Report every line of the records that contains the word "banner".
** begin Information shown **
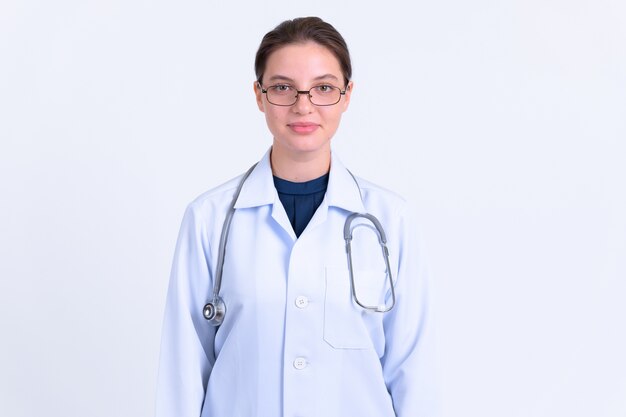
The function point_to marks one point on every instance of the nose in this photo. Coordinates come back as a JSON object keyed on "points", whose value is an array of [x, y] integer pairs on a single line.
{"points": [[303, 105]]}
** end Information shown **
** begin Information shown **
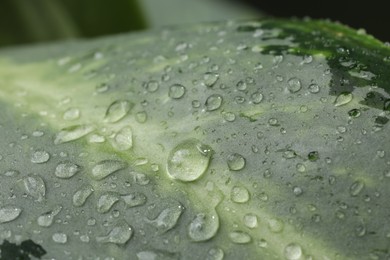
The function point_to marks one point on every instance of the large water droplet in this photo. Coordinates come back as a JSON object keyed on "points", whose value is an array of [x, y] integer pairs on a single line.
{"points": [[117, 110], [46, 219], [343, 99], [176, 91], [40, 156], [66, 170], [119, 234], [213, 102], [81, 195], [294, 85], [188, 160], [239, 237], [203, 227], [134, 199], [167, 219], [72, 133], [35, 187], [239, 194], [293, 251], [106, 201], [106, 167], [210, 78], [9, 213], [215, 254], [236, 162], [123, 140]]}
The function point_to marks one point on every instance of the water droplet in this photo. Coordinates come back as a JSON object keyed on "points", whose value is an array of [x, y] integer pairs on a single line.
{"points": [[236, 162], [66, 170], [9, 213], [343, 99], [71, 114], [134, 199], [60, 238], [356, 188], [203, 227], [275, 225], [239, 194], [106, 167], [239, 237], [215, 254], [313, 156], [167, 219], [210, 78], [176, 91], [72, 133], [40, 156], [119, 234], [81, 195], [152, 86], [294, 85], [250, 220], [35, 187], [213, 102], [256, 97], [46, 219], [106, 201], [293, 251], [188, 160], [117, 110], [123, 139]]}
** end Information shown **
** begin Information shown **
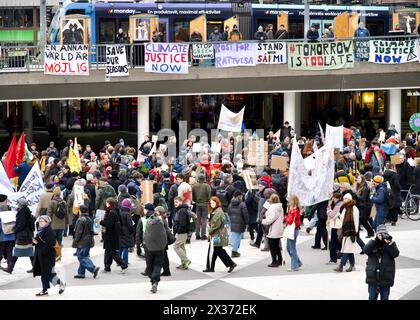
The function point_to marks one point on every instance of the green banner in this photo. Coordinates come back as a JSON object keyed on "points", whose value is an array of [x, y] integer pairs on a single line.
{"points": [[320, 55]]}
** end Information shown **
Written response:
The function point_to marks one point on every instance of the green banner in this photo. Coordinates come back as a JSON object keyed on "points", whose value is an array of [x, y] integer pairs on a single line.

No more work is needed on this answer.